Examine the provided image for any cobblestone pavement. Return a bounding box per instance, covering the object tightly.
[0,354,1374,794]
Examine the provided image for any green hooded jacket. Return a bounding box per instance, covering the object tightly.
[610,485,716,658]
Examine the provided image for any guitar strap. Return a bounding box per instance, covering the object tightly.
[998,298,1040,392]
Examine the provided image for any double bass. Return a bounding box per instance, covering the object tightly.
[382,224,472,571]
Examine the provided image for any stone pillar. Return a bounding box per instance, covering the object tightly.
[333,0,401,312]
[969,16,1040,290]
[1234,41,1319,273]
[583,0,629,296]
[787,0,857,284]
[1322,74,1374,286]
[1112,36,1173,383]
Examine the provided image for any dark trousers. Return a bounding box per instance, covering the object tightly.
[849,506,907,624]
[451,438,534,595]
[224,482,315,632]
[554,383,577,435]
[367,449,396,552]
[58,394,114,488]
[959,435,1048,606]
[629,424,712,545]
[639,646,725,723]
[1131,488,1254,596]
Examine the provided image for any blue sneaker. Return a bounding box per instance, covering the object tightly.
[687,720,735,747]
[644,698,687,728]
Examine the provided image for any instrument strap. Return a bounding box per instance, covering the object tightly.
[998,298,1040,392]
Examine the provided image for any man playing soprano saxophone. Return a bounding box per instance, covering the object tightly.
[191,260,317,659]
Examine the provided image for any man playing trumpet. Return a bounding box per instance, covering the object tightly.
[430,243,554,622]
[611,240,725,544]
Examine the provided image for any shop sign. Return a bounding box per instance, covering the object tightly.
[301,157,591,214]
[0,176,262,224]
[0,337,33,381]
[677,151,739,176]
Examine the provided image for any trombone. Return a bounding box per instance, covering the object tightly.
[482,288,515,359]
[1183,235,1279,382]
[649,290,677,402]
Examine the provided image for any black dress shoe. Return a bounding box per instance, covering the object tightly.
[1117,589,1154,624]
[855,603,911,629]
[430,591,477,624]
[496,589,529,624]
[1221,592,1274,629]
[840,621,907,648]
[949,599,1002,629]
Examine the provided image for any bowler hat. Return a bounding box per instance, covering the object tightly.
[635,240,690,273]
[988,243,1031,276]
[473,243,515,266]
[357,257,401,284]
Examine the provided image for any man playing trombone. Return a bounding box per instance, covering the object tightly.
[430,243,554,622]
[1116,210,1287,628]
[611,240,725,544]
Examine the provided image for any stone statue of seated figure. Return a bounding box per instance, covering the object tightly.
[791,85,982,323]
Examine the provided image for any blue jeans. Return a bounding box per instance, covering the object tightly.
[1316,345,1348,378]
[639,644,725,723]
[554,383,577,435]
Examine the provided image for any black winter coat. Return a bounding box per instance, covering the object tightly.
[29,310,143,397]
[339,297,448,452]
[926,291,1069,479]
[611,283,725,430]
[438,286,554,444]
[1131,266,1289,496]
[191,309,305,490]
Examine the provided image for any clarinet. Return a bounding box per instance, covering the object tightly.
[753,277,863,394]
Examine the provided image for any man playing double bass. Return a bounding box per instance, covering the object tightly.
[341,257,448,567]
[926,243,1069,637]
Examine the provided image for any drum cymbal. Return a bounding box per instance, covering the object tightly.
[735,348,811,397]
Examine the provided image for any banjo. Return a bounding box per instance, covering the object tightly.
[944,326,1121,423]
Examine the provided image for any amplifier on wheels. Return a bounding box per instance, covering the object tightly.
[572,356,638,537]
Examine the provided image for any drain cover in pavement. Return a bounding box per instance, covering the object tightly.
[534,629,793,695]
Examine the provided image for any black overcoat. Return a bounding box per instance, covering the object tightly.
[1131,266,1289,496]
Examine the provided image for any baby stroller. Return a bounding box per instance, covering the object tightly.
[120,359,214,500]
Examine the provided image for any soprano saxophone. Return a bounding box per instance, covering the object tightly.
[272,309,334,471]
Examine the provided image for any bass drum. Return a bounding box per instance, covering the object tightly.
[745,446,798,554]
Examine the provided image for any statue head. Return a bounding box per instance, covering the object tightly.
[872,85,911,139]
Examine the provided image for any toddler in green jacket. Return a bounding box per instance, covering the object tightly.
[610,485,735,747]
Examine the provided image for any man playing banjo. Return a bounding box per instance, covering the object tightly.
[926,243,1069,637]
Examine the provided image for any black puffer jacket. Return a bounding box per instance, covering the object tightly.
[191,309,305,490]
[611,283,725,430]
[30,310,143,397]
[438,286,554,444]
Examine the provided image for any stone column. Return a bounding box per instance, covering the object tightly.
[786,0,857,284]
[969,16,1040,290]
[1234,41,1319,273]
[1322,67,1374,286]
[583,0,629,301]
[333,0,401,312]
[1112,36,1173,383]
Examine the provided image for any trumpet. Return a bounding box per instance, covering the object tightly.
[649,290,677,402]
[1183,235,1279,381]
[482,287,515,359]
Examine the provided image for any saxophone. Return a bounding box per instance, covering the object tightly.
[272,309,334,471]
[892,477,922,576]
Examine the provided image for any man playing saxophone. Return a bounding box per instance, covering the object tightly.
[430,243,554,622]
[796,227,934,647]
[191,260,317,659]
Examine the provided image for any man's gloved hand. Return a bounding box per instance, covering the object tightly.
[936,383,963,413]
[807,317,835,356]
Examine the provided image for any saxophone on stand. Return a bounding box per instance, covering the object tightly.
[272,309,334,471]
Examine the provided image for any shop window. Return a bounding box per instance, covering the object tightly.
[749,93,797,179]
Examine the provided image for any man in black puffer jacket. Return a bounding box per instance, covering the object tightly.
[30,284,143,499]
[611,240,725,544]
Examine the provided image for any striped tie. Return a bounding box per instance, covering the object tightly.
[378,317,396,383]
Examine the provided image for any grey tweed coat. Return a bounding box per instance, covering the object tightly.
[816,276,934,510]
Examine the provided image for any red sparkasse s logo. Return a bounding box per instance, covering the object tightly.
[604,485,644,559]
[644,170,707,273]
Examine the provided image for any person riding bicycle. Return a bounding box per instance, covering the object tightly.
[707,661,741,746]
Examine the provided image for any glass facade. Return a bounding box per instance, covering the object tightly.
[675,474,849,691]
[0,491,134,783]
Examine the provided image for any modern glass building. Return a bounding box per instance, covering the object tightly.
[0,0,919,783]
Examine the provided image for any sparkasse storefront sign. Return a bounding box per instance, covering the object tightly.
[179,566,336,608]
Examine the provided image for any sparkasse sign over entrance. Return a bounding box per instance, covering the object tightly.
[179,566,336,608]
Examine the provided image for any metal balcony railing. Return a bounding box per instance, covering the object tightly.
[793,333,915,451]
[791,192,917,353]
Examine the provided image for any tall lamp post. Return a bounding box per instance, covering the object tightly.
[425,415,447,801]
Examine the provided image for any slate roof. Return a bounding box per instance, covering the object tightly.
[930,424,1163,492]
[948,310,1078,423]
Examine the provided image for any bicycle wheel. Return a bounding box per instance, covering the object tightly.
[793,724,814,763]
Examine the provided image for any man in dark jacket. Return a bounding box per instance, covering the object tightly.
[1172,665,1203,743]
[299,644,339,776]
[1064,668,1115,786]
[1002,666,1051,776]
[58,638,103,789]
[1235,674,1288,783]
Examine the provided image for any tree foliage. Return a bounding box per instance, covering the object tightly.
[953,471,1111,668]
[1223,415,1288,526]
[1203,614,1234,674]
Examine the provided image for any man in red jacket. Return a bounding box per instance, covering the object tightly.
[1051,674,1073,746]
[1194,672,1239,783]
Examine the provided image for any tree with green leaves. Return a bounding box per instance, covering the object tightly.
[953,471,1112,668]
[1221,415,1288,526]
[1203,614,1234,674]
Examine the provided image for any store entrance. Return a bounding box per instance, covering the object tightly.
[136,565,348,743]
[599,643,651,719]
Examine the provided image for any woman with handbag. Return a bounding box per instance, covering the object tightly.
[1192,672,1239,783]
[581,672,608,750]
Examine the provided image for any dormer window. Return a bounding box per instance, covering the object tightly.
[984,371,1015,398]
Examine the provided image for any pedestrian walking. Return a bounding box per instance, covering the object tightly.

--

**The exercise**. Reproduce the entries above verbatim, starting at the line with "Examine the provided image for any blue sneaker." and ending with the line with "[791,85,982,323]", both of those lines included.

**Correct answer**.
Examine the provided image for any blue sneaker. Return a bounding box per instance, covering the object tightly.
[687,720,735,747]
[644,698,687,728]
Examine the provided image for any instrument strap. Return a bounding box per instance, covering the object tightly.
[998,298,1040,392]
Examine the provided image for any man playing soprano saxophone. Return a bounding box per instance, covering the object tightly.
[191,260,317,659]
Examine the provided image for any man playing trumpet. Return a bounding box per instance, covering the object tightly.
[430,243,554,622]
[611,240,725,544]
Examine the provided image for any shop sign. Return a bounding box per instance, covering the object tightly.
[301,157,591,214]
[0,176,262,224]
[0,337,33,381]
[677,151,739,176]
Examine the provided image for any trombone. Return a bounding box per instance, covering the object tightly.
[482,288,515,359]
[1183,235,1279,382]
[649,290,677,402]
Examine the provided image for any black dress shoe. Return a bounding box per instance, covering the object tightly.
[1117,589,1154,624]
[855,603,911,629]
[430,591,477,624]
[496,589,529,624]
[1221,592,1274,629]
[840,621,907,648]
[949,599,1002,629]
Examine the provided image for any bowler hat. Return a bounding box per instance, covering the object tightly.
[635,240,690,273]
[988,243,1031,276]
[473,243,515,266]
[357,257,401,284]
Examine the provided image for any man playing trombone. Return a bounding box per instance, covering the object tightly.
[430,243,554,622]
[1116,210,1287,628]
[611,240,725,544]
Examine the provided image for any stone statue of seated figure. Return a bounding box per instance, covering the object tightly.
[791,85,982,323]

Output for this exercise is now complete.